Merge pull request #272204 from msakande/MDC-GA-remove-preview-notes

prmerger-automator[bot] · web-flow · commit b68566956515 · 2024-04-15T21:20:27.000Z
updates for data collection GA
diff --git a/articles/machine-learning/concept-data-collection.md b/articles/machine-learning/concept-data-collection.md
@@ -1,5 +1,5 @@
 ---
-title: Inference data collection from models in production (preview)
+title: Inference data collection from models in production
 titleSuffix: Azure Machine Learning
 description: Collect inference data from models deployed on Azure Machine Learning to monitor their performance in production.
 services: machine-learning
@@ -10,18 +10,16 @@ ms.subservice: mlops
 ms.reviewer: mopeakande
 reviewer: msakande
 ms.topic: conceptual 
-ms.date: 05/09/2023
+ms.date: 04/15/2024
 ms.custom: devplatv2, event-tier1-build-2023, build-2023
 ---
 
-# Data collection from models in production (preview)
+# Data collection from models in production
 
 [!INCLUDE [dev v2](includes/machine-learning-dev-v2.md)]
 
 In this article, you'll learn about data collection from models that are deployed to Azure Machine Learning online endpoints.
 
-[!INCLUDE [machine-learning-preview-generic-disclaimer](includes/machine-learning-preview-generic-disclaimer.md)]
-
 Azure Machine Learning **Data collector** provides real-time logging of input and output data from models that are deployed to managed online endpoints or Kubernetes online endpoints. Azure Machine Learning stores the logged inference data in Azure blob storage. This data can then be seamlessly used for model monitoring, debugging, or auditing, thereby, providing observability into the performance of your deployed models.
 
 Data collector provides:
@@ -43,9 +41,9 @@ Data collector can be configured at the deployment level, and the configuration
 
 Data collector has the following limitations:
 - Data collector only supports logging for online (or real-time) Azure Machine Learning endpoints (Managed or Kubernetes).
-- The Data collector Python SDK only supports logging tabular data via `pandas DataFrames`.
+- The Data collector Python SDK only supports logging tabular data via pandas DataFrames.

**SUPPLIED INFORMATION**:

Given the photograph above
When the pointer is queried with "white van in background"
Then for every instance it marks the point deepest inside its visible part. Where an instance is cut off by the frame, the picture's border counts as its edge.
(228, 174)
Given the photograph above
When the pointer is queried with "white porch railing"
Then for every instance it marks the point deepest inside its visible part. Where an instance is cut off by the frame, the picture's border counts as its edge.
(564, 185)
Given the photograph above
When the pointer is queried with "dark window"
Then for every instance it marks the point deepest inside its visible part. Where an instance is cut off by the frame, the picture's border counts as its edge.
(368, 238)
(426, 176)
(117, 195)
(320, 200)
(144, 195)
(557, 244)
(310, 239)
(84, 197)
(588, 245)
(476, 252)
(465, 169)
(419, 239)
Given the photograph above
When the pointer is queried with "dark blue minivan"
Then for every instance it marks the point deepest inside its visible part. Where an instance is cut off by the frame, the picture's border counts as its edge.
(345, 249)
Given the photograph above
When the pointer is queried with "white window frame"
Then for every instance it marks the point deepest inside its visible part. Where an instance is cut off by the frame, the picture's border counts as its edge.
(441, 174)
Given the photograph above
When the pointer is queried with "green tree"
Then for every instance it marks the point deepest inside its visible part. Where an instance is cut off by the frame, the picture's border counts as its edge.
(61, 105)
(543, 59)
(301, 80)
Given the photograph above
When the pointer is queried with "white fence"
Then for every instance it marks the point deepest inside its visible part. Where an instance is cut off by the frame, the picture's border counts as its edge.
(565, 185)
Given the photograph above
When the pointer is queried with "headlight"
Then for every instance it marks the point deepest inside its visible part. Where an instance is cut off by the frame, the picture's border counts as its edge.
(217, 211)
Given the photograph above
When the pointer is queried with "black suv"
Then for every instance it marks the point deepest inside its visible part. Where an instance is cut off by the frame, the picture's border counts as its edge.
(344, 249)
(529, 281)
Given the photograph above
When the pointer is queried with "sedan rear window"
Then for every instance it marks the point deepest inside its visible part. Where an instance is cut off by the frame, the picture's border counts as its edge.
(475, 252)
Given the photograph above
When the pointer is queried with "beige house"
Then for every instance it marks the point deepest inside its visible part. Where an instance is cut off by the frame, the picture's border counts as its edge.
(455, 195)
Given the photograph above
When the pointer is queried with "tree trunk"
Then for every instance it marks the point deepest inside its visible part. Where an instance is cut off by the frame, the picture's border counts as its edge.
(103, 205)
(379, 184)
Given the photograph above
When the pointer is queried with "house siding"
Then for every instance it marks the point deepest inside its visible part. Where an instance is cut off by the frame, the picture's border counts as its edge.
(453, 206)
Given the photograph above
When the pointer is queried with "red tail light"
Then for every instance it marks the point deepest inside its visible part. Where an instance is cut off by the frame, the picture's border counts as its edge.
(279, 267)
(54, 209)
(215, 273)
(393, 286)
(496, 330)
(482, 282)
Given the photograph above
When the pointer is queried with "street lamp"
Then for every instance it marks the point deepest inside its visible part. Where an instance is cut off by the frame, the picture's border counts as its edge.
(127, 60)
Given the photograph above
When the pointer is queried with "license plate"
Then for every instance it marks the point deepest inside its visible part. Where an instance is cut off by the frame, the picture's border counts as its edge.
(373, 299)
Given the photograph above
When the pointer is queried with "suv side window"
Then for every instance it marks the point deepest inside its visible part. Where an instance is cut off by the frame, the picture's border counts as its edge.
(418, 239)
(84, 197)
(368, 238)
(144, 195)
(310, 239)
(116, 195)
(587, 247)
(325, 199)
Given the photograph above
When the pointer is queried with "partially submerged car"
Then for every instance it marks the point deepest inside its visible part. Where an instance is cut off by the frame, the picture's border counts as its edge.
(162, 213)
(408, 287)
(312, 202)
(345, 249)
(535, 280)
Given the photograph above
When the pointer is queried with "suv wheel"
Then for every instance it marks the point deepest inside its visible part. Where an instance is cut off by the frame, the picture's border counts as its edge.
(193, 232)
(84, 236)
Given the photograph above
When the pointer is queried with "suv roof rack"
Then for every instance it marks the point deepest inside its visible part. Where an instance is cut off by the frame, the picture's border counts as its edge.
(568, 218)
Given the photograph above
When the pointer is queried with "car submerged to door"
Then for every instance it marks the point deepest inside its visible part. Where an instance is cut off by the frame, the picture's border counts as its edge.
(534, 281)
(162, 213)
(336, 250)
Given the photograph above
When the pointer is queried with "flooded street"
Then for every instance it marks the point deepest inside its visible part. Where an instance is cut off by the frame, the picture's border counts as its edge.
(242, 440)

**TO BE DONE**: According to the commit, where does Azure Machine Learning store the logged inference data?

**THE COMPLETED TASK**: In Azure blob storage.